> **Tasks and exercises**:
1. According to the NOPD excerpt, how did the NOPD's rate of federal civil-rights complaints from 1985 to 1990 compare with that of the New York Police Department?
2. From the NOPD excerpt, extract everything from "Davis landed in" down to "to complete paperwork.".
3. Extend the NOPD excerpt with new text that picks up right after its final sentence.

> **Excerpt**:
At the time, the NOPD was plagued by misconduct and graft. Deputies vying for the department’s top job had loyal factions committed to protecting their own. “We had the equivalent of four Mafia crime families running the police department,” a city official told The New York Times. Pay was so low—the starting salary for an officer was less than $20,000—that many cops worked security on the side. Enterprising officers known as detail brokers even hired fellow police to work gigs for clients and took a cut of their earnings. Moonlighting, which often paid well, created perverse incentives. “The allegiance becomes to this seedy, after-hours establishment that you are guarding,” historian Leonard Moore has said, “as opposed to your particular shift at the precinct.”

Meanwhile, among city residents the NOPD was known to be ruthless. Between 1985 and 1990, the federal government received 26 civil-rights complaints for every 1,000 officers on the force. That was more than 50 times the rate for the New York Police Department.

Davis landed in the NOPD’s Seventh District after finishing the academy, and in some ways he distinguished himself. Once, after responding to the scene of a mugging, the victim wrote a letter to the department praising his courtesy. In another instance, Davis talked a woman out of shooting herself and into giving him her gun. For his efforts, Davis received commendations but not promotions, a fact that may or may not have been related to the infractions that were beginning to accumulate on his employment record: ignoring orders, failing to complete paperwork.

In May 1989, Davis was transferred to the Fifth District, known as the Bloody Fifth. Violence was rising as gang recruitment and drug use proliferated in the district’s public housing, including the Desire Development. One criminal group did business out of a black pickup emblazoned with the word “Homicide” in gold lettering.

On July 19, 1991, while Davis was chasing three armed suspects, a bullet shattered the windshield of his cruiser, causing him to lose control of the vehicle. He spun into a fence, then burst out of the car with his gun raised and collared one of the suspects. A moment later, a gun fired and Davis crumpled, groaning from a gut shot. The suspect he’d grabbed tried to shake free, but Davis managed to pin him down until backup arrived, all while blood flooded the front of his uniform.

> **Natural language region descriptions**:
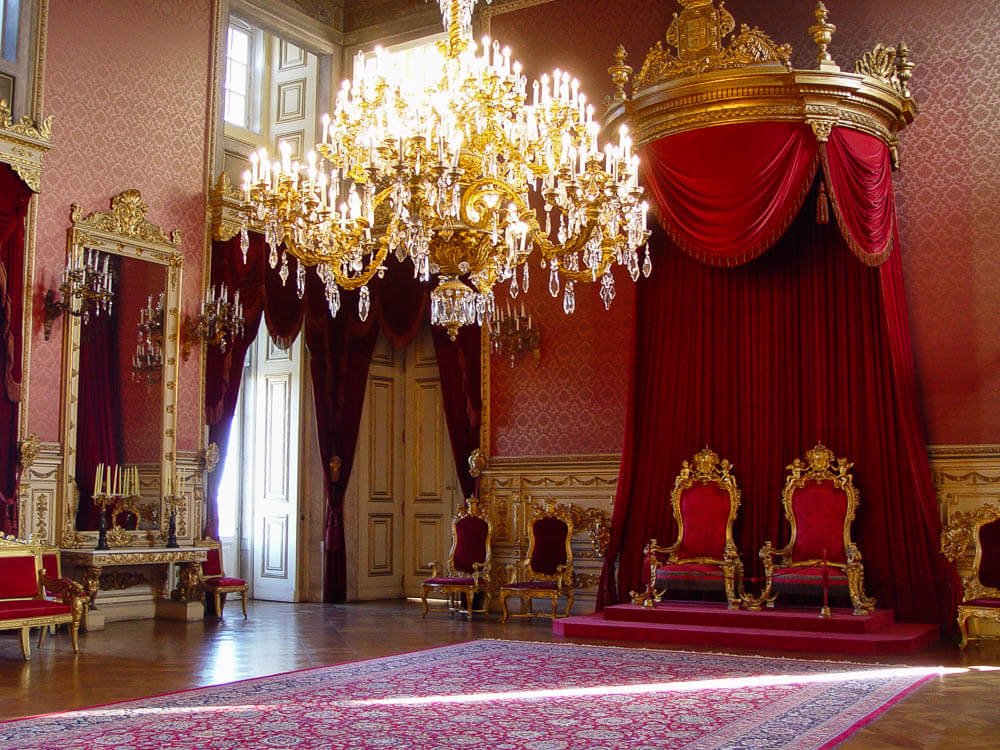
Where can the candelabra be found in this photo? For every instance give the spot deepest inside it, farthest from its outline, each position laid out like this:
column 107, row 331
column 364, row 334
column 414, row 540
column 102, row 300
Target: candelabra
column 148, row 359
column 219, row 322
column 86, row 286
column 115, row 488
column 512, row 333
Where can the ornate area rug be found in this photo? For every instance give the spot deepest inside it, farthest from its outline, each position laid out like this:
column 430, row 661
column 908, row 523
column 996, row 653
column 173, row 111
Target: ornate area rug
column 502, row 695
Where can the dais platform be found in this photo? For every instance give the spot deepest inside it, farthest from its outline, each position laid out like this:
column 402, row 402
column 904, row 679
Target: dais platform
column 780, row 629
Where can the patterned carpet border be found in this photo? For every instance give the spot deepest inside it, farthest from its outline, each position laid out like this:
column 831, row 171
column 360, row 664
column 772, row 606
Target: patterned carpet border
column 505, row 695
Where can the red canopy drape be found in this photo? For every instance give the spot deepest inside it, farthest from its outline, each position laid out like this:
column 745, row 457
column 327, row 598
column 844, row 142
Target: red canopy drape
column 763, row 360
column 726, row 194
column 340, row 354
column 14, row 198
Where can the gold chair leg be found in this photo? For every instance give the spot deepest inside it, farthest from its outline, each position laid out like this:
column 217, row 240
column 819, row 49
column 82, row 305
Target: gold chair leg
column 26, row 643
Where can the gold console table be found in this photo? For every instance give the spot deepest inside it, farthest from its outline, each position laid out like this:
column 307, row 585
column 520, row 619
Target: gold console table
column 92, row 563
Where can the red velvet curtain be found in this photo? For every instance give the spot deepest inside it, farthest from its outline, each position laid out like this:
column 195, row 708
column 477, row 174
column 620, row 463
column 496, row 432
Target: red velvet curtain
column 99, row 410
column 763, row 360
column 727, row 193
column 14, row 198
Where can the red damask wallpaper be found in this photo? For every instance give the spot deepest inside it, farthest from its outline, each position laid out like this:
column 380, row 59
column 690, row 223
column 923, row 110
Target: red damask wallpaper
column 127, row 82
column 947, row 191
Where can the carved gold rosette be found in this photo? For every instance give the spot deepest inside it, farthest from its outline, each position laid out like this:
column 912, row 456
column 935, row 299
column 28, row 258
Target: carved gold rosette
column 23, row 143
column 710, row 82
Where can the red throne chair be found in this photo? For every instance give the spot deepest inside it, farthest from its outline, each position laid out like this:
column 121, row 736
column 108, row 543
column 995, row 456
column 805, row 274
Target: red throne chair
column 705, row 501
column 468, row 572
column 218, row 584
column 548, row 571
column 819, row 501
column 981, row 595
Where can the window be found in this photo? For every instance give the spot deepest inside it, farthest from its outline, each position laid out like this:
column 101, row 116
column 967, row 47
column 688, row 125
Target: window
column 239, row 75
column 10, row 13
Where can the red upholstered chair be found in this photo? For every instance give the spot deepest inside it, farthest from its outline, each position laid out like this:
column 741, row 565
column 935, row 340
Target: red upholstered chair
column 819, row 501
column 548, row 571
column 468, row 572
column 217, row 583
column 981, row 598
column 705, row 501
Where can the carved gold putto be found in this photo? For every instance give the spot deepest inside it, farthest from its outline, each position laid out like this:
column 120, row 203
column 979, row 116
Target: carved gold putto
column 706, row 75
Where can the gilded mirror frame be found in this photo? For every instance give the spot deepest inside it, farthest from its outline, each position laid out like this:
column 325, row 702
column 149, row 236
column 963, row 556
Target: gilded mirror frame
column 126, row 232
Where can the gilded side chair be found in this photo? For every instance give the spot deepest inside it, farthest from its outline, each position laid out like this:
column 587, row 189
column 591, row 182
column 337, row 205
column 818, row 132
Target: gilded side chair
column 468, row 571
column 217, row 583
column 547, row 573
column 705, row 502
column 819, row 501
column 981, row 586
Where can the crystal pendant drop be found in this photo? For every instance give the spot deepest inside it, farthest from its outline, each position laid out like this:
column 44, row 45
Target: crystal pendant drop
column 607, row 289
column 244, row 240
column 364, row 303
column 569, row 299
column 283, row 272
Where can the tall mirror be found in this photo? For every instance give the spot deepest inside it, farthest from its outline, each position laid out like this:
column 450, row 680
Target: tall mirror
column 120, row 294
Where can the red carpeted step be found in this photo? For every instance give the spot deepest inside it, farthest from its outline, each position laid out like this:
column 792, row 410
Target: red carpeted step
column 895, row 639
column 780, row 618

> **Task answers**:
1. It was more than 50 times the New York Police Department's rate.

2.
Davis landed in the NOPD’s Seventh District after finishing the academy, and in some ways he distinguished himself. Once, after responding to the scene of a mugging, the victim wrote a letter to the department praising his courtesy. In another instance, Davis talked a woman out of shooting herself and into giving him her gun. For his efforts, Davis received commendations but not promotions, a fact that may or may not have been related to the infractions that were beginning to accumulate on his employment record: ignoring orders, failing to complete paperwork.

3.
Davis received a medal for sustaining injury in the line of duty, and after three months of recovery he rejoined the force. His return was far from triumphant. He cycled through a succession of partners. He had an alcohol problem. He was accused of brutality, physical intimidation, and stealing from the department. Once, when he was stopped for driving on the shoulder of a road, Davis threatened to beat up the officer who’d pulled him over. In 1992, he was suspended from work for 51 days on battery charges after he assaulted a woman with his flashlight, leaving her with a head wound and two black eyes. According to Davis, she had criticized and hit him as he made a drug arrest outside her house.

Attorney Carol A. Kolinchak, who later represented Davis, would argue that no one could have emerged from her client’s tribulations as a cop unaffected. “It’s well documented. It’s in [the] literature, it’s been published by experts who have studied law enforcement,” Kolinchak said in court. “The symptoms are common and they’re universal: stress, irritability, aggression, depression, alcohol, substance abuse, and increases in citizen complaints.”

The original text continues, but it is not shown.